L’incendie est plus tard attribué à Victor Mailloux, un incendiaire en série du village.[1]
Selon Gaétan Bourdages, ce dernier aurait mis le feu environ 25 à 30 fois aux quatre coins du village entre 1877 et 1880. [2] Victor Mailloux, possiblement né à La Prairie le 5 juillet 1854, semble n’être qu’un petit incendiaire du village, mais en examinant les archives, il est clair que son parcours mérite d’être scruté davantage.

Ainsi débute l’histoire rocambolesque de Victor Mailloux à La Prairie.
Le vendredi 21 janvier 1881, l’huissier de Montréal, G. S. Désormeau et le constable C.C. Coulée de La Prairie arrêtent Victor Mailloux pour avoir volé un porc.
Rapidement, il est amené devant monsieur N. Grondin, le magistrat de Saint-Lambert. À ce moment, il plaide coupable et avoue lui-même être le responsable de plusieurs incendies du village, dont celui chez Sifroy Faille qui a eu lieu le 19 décembre 1880. Rapidement, il est mis sous caution.
Le jour suivant, le samedi 22 janvier 1881, alors qu’il était sous la garde de Désormeau, Victor lui demande la permission de sortir pour prendre l’air ; sa demande est acceptée. À peine sorti, il prend la fuite vers le fleuve et tente de s’y noyer, mais le gardien le sort de l’eau.
De retour sous les verrous, Victor affirme avoir voulu se suicider, car il ne pouvait pas vivre heureux avec sa conduite honteuse. [3]
Quelques jours plus tard, une nouvelle accusation est portée contre sa personne. En effet, il est accusé d’avoir contrefait la signature de M. Charlebois, député de La Prairie, sur un chèque de 25 $, qu’il a ensuite tenté d’encaisser.[4] Or, ce n’était pas sa seule tentative de fraude.

Entrées répertoriées:

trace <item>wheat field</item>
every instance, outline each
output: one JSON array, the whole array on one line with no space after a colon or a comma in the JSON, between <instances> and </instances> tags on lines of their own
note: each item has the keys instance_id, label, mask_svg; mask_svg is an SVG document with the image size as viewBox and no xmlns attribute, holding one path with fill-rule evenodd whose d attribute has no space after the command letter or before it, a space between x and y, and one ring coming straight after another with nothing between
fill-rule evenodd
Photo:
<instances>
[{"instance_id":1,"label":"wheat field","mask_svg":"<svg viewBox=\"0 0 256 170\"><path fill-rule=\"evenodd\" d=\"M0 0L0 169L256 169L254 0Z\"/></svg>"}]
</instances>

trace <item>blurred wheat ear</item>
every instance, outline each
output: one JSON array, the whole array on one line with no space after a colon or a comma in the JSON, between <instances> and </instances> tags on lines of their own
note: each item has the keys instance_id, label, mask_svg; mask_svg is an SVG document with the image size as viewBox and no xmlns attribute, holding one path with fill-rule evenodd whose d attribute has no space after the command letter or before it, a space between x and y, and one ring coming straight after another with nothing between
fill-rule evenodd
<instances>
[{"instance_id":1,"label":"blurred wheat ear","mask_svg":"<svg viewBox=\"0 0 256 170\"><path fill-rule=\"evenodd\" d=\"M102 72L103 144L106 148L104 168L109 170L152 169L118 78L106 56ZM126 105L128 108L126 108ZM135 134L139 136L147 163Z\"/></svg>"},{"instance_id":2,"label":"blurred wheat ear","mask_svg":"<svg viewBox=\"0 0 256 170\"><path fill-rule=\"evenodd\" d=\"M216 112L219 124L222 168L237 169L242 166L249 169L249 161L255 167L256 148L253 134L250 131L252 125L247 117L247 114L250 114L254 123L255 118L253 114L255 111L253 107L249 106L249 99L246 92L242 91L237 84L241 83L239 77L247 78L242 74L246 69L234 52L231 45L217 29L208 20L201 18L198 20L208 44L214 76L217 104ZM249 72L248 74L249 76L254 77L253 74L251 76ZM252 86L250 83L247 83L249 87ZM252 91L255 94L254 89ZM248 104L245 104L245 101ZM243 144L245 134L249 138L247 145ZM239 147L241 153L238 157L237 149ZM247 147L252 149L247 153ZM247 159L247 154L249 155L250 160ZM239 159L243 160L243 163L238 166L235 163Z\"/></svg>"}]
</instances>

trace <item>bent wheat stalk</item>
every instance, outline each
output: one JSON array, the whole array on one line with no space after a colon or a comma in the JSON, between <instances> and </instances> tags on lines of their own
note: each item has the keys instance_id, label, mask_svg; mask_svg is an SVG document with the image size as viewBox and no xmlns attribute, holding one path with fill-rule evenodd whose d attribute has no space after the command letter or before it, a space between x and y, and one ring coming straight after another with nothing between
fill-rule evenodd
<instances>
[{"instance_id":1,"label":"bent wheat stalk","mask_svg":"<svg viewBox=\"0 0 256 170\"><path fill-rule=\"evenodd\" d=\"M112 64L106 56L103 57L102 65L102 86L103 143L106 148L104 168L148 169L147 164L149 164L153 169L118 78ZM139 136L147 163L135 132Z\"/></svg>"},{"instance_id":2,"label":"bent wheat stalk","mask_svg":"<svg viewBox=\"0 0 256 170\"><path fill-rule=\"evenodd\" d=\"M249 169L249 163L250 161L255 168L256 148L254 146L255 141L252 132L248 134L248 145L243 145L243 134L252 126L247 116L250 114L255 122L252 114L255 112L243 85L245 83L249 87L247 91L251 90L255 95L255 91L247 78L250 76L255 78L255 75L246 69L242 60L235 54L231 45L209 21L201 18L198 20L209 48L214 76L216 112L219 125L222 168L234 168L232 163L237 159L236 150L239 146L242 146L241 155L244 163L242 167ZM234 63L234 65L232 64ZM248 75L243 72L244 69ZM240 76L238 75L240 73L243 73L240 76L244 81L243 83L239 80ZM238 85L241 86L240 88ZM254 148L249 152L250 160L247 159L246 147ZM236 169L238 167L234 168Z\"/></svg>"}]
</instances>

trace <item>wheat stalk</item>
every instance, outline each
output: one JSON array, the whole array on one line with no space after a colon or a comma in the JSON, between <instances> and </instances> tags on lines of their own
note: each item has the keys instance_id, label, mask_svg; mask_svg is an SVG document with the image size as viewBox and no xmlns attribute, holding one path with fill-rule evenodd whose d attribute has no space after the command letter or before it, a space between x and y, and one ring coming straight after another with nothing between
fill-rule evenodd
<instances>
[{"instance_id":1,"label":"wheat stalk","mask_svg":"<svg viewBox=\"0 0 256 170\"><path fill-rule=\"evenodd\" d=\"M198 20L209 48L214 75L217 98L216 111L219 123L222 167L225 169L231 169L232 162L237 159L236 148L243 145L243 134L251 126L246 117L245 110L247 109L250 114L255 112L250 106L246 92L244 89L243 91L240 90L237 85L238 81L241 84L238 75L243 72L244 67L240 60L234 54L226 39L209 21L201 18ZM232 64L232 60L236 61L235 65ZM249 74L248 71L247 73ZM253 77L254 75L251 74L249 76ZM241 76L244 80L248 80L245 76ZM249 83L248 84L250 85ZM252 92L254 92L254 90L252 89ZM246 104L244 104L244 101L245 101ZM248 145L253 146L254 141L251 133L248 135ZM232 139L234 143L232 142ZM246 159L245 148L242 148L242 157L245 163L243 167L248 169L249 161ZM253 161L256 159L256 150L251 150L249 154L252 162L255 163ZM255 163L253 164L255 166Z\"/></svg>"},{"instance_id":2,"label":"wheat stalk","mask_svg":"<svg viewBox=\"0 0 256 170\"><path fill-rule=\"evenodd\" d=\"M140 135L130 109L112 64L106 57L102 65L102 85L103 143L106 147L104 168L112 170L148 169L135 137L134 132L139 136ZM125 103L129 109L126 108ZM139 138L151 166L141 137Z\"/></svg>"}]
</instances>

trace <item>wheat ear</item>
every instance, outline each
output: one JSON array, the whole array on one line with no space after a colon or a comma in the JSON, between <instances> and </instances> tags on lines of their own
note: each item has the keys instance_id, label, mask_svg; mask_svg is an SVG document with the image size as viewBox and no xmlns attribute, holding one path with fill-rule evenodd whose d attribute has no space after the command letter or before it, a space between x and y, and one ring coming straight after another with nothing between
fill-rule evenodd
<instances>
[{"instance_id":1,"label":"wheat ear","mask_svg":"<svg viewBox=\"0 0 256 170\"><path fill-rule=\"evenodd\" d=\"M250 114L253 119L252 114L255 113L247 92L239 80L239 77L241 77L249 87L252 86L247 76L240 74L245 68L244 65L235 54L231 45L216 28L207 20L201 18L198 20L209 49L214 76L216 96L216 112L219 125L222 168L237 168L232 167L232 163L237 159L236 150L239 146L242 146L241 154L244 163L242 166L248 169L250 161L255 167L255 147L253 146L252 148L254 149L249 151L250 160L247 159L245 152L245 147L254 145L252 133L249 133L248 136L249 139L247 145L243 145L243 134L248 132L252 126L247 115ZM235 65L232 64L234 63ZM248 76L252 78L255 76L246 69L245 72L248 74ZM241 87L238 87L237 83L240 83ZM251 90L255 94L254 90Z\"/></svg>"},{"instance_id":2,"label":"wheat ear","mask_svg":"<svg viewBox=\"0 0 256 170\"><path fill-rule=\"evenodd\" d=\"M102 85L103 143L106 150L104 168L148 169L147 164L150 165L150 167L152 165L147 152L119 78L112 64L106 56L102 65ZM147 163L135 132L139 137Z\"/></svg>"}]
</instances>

--

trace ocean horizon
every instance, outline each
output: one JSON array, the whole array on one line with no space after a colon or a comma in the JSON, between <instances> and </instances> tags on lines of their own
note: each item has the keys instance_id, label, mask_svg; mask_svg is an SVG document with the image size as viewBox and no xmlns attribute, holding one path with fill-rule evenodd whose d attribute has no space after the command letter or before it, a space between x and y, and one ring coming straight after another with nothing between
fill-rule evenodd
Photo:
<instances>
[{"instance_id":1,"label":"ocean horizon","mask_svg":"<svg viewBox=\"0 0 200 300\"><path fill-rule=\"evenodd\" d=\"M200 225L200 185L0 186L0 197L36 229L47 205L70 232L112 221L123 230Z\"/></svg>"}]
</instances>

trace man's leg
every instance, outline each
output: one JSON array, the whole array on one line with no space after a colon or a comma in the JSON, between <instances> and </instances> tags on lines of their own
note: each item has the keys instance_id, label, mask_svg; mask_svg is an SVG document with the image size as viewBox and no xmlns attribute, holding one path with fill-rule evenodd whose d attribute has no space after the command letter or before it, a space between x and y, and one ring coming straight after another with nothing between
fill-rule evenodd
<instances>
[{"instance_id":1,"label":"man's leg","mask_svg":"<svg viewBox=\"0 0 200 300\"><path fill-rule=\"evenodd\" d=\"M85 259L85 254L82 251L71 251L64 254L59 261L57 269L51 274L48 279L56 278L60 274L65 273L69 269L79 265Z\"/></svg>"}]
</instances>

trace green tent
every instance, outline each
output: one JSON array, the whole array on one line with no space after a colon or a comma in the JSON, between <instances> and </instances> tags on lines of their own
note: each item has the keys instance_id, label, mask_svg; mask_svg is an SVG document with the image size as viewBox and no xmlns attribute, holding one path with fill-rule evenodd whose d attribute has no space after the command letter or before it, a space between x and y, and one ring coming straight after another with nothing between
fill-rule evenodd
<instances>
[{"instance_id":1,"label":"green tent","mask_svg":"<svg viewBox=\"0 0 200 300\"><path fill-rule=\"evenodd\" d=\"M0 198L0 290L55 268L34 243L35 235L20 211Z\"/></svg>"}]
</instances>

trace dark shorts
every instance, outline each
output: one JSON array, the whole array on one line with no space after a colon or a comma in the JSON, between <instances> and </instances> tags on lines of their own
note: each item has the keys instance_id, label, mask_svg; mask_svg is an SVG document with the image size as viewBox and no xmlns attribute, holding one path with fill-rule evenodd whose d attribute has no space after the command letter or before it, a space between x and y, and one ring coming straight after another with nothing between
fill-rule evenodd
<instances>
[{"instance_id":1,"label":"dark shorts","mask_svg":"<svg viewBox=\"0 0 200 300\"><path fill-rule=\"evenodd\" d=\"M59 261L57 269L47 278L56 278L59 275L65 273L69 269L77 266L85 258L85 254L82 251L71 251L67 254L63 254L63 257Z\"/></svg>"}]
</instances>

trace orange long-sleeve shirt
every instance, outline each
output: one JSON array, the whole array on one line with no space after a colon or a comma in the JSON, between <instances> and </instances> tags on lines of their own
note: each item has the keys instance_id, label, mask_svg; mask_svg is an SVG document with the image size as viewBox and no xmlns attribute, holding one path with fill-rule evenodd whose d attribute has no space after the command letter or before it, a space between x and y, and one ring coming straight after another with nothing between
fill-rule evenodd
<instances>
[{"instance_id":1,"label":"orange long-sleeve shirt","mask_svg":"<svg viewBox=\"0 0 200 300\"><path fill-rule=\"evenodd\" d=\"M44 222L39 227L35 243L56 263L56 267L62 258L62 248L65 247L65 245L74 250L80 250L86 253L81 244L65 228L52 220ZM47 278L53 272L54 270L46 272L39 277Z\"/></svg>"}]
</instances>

Défis:
1. Répondez aux questions suivantes sur le texte consacré à Victor Mailloux :
(a) Selon Gaétan Bourdages, combien de fois Victor Mailloux aurait-il mis le feu dans le village entre 1877 et 1880 ?
(b) À quelle date Victor Mailloux est-il arrêté, et pour quel motif ?
(c) Quel est le montant du chèque et de qui la signature a-t-elle été contrefaite ?
2. Renvoyez toutes les lignes de la liste qui contiennent la chaîne "trace", en tenant compte de la casse.
Le texte et la liste n'ont aucun lien entre eux.

Résultats des exercices:
1.
(a) Environ 25 à 30 fois.
(b) Le vendredi 21 janvier 1881, pour avoir volé un porc.
(c) 25 $, avec la signature de M. Charlebois, député de La Prairie.

2.
trace <item>wheat field</item>
trace <item>blurred wheat ear</item>
trace <item>bent wheat stalk</item>
trace <item>wheat stalk</item>
trace <item>wheat ear</item>
trace ocean horizon
trace man's leg
trace green tent
trace dark shorts
trace orange long-sleeve shirt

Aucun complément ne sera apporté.